_TÂCHE COURTE A_. Reproduisez fidèlement le passage de l'article sur Benjamin Nétanyahou allant de « SON PÈRE, un » jusqu'à « un véritable leader. » inclus.

_EXTRAIT DU TEXTE_.

>>>>>

BENJAMIN NÉTANYAHOU excelle à prononcer des discours, surtout quand il s’adresse à des Juifs, à des néo-conservateurs ou autres semblables, qui se dressent pour applaudir frénétiquement à tout ce qu’il dit, y compris quand il annonce que demain le soleil se lèvera à l’ouest.
Question : est-il doué pour autre chose ?
SON PÈRE, un homme d’ultra-ultra droite, avait dit de lui un jour qu’il était tout à fait inapte à la fonction de Premier ministre, mais qu’il pourrait faire un bon ministre des Affaires étrangères. Il voulait dire par là que Benjamin n’a pas la profondeur de vue qu’il faut pour guider la nation, mais qu’il sait très bien vendre n’importe quelle politique définie par un véritable leader.
(Cela nous rappelle la présentation d’Abba Eban par David Ben-Gourion : “Il sait très bien expliquer les choses, mais vous devez lui dire ce qu’il doit expliquer.”)
Cette semaine, Nétanyahou était convoqué à Washington. Il était supposé approuver le nouvel accord “cadre” de John Kerry qui devait servir de base à la reprise des négociations de paix, qui n’ont pour l’instant abouti à rien.
La veille de l’événement, le Président Barack Obama avait donné une interview à un journaliste juif, dans lequel il accusait Nétanyahou de bloquer le “processus de paix” – comme s’il y avait jamais eu un processus de paix.

<<<<<

_DONNÉES FOURNIES_.
>>>>>

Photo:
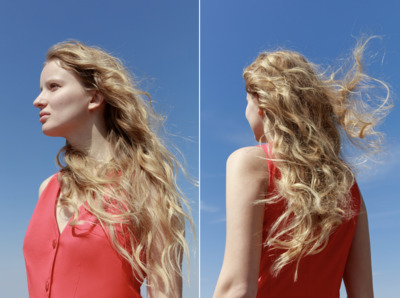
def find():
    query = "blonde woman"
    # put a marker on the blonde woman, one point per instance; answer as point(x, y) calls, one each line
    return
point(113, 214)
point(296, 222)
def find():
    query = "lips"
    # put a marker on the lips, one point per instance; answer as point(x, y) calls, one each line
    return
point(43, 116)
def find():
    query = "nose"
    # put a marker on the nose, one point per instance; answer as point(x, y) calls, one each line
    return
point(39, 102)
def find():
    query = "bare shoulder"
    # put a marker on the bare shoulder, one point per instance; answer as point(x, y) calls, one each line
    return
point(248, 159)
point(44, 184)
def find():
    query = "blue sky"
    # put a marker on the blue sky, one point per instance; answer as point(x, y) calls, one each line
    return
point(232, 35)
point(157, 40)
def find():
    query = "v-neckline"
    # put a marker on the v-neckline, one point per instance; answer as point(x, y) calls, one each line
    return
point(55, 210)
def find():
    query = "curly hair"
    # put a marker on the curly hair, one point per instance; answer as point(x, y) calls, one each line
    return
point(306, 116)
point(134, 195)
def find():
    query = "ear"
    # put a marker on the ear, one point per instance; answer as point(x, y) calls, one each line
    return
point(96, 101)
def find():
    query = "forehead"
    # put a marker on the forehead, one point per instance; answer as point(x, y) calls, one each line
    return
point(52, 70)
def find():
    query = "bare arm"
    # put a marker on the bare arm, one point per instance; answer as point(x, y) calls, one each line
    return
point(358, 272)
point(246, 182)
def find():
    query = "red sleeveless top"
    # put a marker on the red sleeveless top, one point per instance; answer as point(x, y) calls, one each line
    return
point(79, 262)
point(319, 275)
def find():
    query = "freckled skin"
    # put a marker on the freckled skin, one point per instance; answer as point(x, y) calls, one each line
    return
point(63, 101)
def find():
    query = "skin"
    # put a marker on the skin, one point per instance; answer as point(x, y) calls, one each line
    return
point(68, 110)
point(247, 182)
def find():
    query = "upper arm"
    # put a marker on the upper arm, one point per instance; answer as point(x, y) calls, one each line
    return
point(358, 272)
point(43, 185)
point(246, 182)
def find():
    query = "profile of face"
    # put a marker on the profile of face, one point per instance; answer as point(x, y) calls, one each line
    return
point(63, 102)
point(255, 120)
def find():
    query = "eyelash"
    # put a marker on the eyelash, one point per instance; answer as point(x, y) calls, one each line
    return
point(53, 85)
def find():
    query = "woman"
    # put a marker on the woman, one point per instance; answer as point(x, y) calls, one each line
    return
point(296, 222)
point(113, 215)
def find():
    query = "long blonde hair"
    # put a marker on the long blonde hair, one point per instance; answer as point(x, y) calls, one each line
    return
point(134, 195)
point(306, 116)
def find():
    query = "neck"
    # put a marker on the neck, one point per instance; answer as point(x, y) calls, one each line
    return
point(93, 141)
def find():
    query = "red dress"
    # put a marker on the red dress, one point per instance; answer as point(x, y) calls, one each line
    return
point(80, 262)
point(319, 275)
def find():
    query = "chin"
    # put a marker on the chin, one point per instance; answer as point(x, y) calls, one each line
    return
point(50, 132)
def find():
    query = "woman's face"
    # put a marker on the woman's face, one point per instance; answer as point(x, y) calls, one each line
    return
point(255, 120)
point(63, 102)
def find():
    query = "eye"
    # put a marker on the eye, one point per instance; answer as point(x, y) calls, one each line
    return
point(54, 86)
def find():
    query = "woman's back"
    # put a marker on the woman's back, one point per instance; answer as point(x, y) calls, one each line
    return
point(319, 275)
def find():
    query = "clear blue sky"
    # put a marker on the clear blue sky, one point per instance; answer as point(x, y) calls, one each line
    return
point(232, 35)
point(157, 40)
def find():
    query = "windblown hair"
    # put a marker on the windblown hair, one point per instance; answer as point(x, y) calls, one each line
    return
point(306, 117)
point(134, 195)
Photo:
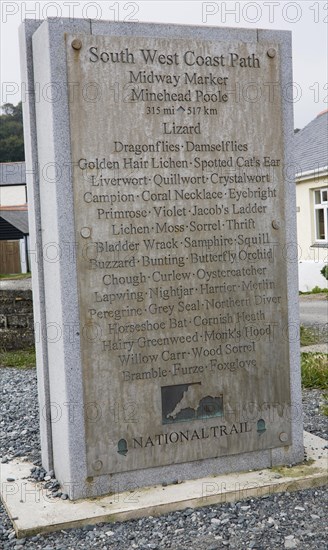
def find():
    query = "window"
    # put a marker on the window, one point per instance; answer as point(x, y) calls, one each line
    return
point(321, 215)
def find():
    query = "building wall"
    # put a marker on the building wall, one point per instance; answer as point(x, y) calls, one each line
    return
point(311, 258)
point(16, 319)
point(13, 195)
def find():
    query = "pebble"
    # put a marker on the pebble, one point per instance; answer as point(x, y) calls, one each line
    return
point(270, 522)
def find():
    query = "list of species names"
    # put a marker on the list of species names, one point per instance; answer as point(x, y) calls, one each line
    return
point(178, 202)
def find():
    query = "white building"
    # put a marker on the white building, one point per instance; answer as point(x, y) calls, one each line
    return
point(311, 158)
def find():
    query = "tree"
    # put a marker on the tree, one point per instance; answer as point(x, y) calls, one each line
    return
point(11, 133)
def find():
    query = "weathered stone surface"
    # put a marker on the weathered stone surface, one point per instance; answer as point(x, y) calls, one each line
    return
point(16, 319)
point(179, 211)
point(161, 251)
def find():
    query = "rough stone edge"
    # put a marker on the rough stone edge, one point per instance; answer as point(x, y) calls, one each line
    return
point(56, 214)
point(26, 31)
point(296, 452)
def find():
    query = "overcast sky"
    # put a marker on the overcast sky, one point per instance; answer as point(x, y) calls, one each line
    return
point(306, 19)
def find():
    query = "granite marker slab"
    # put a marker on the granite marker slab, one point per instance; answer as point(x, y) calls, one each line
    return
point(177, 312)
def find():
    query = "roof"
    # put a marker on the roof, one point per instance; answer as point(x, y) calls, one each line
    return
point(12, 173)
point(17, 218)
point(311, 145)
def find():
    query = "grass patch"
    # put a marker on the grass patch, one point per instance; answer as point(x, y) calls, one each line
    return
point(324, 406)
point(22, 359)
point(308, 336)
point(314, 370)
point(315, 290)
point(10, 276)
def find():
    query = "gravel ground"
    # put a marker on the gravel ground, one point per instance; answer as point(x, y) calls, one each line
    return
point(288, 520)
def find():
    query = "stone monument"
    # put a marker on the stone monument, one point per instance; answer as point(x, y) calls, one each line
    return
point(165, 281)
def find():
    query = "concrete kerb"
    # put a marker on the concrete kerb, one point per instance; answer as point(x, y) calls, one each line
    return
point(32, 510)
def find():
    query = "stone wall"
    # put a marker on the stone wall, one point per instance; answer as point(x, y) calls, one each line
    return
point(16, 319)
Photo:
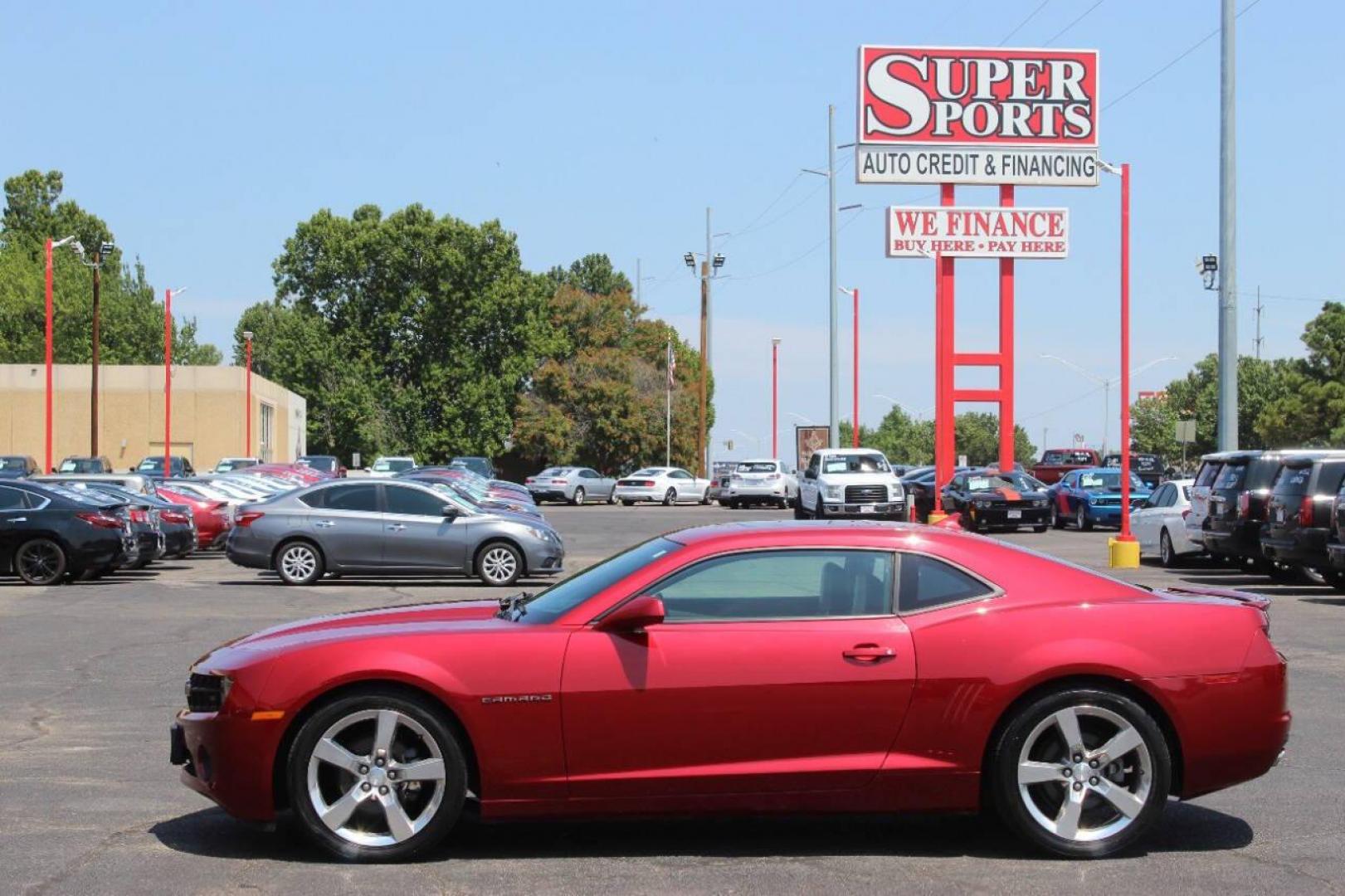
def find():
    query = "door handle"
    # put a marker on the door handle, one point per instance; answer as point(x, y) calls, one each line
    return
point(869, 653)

<<<<<
>>>>>

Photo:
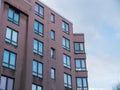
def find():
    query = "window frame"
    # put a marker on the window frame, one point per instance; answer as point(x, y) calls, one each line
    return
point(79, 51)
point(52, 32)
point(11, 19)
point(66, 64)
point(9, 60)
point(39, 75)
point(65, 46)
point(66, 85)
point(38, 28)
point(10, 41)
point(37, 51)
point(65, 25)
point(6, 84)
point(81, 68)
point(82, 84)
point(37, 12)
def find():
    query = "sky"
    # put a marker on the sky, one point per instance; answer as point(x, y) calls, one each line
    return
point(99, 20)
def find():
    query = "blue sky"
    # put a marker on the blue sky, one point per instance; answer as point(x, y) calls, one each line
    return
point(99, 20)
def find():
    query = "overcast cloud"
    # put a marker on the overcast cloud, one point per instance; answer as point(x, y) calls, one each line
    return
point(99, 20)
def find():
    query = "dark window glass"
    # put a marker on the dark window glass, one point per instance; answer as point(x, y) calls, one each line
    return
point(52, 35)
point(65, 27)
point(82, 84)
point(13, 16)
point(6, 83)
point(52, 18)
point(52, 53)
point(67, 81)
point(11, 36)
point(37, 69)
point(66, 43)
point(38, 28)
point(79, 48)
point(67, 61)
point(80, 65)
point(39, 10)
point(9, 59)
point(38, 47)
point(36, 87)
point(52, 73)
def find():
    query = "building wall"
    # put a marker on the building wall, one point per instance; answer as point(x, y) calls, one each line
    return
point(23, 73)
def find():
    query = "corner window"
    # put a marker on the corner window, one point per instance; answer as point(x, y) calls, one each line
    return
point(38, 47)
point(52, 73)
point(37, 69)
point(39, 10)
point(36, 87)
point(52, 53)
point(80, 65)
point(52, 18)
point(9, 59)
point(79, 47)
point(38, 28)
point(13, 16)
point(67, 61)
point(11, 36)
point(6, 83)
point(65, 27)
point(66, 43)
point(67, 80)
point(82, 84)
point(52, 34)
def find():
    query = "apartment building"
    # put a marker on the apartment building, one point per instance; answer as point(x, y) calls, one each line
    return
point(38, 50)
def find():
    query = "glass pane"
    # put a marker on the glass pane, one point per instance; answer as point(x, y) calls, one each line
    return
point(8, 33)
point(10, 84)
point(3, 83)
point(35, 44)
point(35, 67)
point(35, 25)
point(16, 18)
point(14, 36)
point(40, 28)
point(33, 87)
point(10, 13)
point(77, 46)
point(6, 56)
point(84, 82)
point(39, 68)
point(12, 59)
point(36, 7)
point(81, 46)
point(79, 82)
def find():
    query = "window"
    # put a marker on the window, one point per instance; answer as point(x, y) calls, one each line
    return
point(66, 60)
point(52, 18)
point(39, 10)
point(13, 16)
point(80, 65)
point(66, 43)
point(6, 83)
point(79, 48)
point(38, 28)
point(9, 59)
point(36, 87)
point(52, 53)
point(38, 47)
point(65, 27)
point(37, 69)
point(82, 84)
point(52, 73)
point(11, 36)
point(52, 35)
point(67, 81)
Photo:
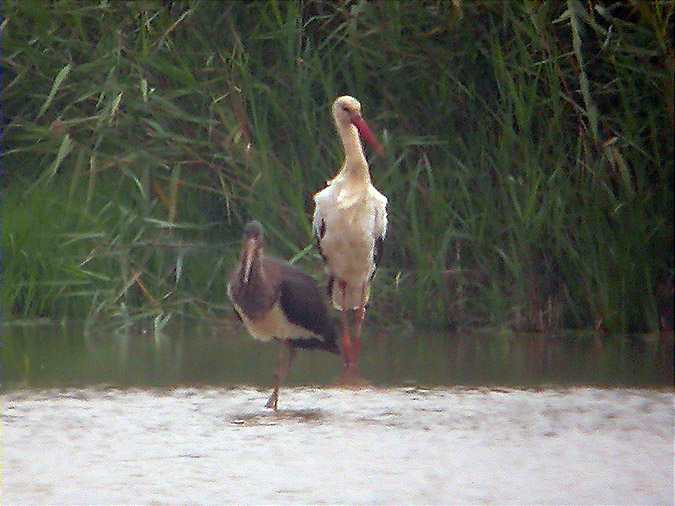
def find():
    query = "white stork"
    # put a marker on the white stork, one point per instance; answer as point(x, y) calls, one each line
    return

<<<<<

_TÂCHE COURTE B_. Extrayez des enregistrements chaque ligne contenant la chaîne « bare », en tenant compte de la casse.

_RÉSULTAT A_.
SON PÈRE, un homme d’ultra-ultra droite, avait dit de lui un jour qu’il était tout à fait inapte à la fonction de Premier ministre, mais qu’il pourrait faire un bon ministre des Affaires étrangères. Il voulait dire par là que Benjamin n’a pas la profondeur de vue qu’il faut pour guider la nation, mais qu’il sait très bien vendre n’importe quelle politique définie par un véritable leader.

_RÉSULTAT B_.
    query = "bare shoulder"
    # put a marker on the bare shoulder, one point per instance; answer as point(x, y) calls, one each line
    query = "bare arm"
    # put a marker on the bare arm, one point per instance; answer as point(x, y) calls, one each line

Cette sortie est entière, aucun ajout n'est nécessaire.